(Object detection material)
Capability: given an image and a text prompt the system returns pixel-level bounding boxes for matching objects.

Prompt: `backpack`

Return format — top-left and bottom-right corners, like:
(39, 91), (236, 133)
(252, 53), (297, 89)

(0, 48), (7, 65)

• _Directive_
Copy down the material above line by line, without altering anything.

• _Answer in full_
Capability: given an image and a text prompt the system returns pixel-level bounding boxes for matching objects.

Prompt: `backpack`

Return format — top-left and bottom-right corners, like:
(39, 91), (236, 133)
(252, 53), (297, 89)

(0, 48), (7, 65)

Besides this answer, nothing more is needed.